## The exercise
Write out each of the rows below verbatim, omitting the pictures.

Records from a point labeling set
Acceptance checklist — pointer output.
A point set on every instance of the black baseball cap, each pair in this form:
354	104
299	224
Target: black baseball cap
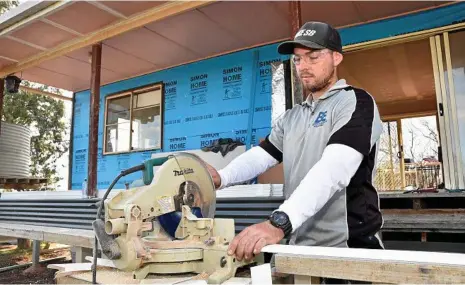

## Result for this exercise
Acceptance checklist — pointer output.
A point set on every instance of the black baseball cap, each pair in this form:
354	104
299	224
Target: black baseball cap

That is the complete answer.